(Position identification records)
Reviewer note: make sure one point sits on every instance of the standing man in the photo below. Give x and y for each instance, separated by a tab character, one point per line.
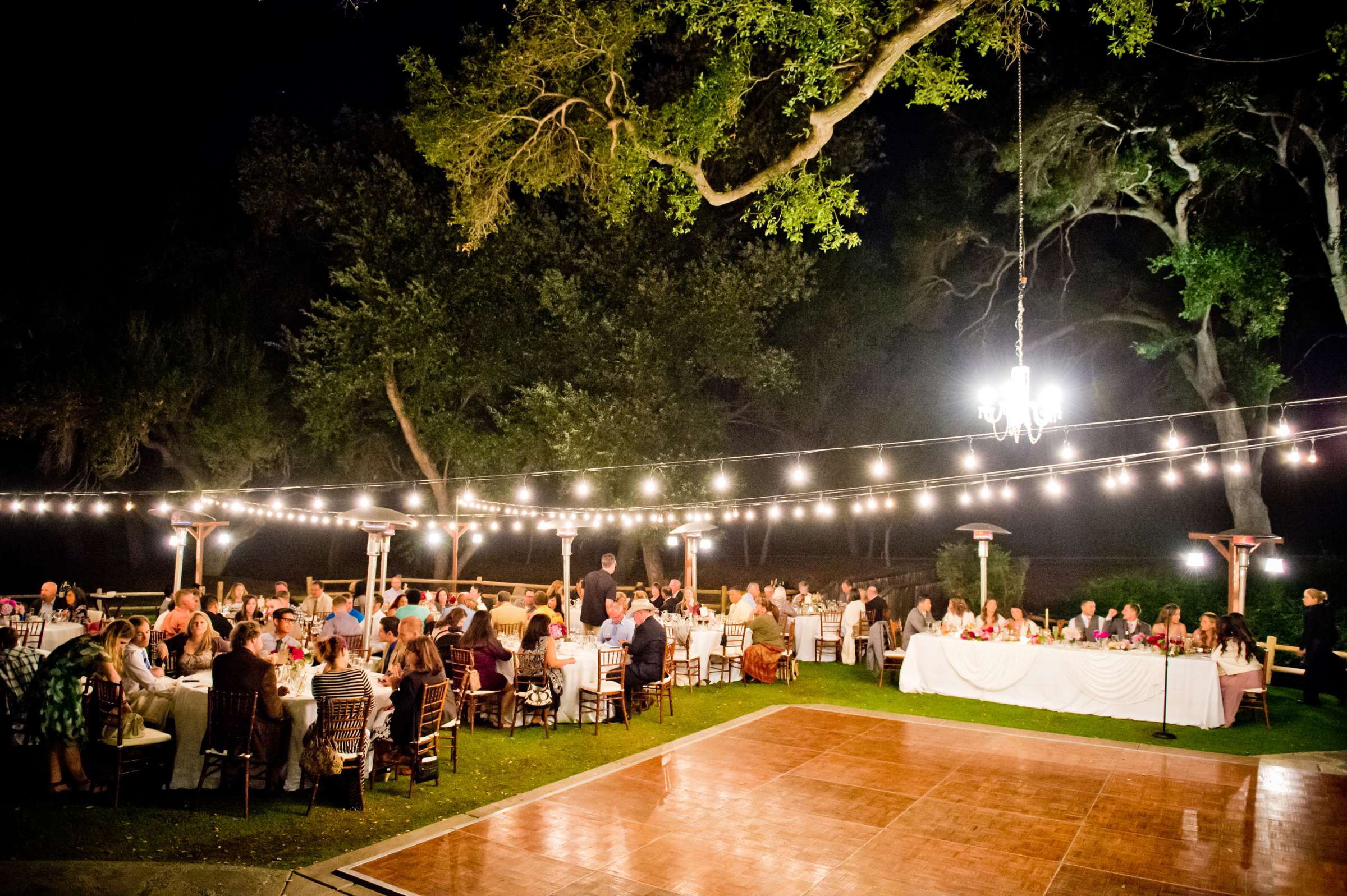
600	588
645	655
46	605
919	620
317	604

[What the task asks]: Extract the lines above verbatim, omitting the picture.

[Written response]:
Reviewer note: make sure one point sits on every instance of the standing man in the photo below. Give x and y for each instance, separated by a tab character, one point per line.
600	588
645	655
46	605
919	620
317	604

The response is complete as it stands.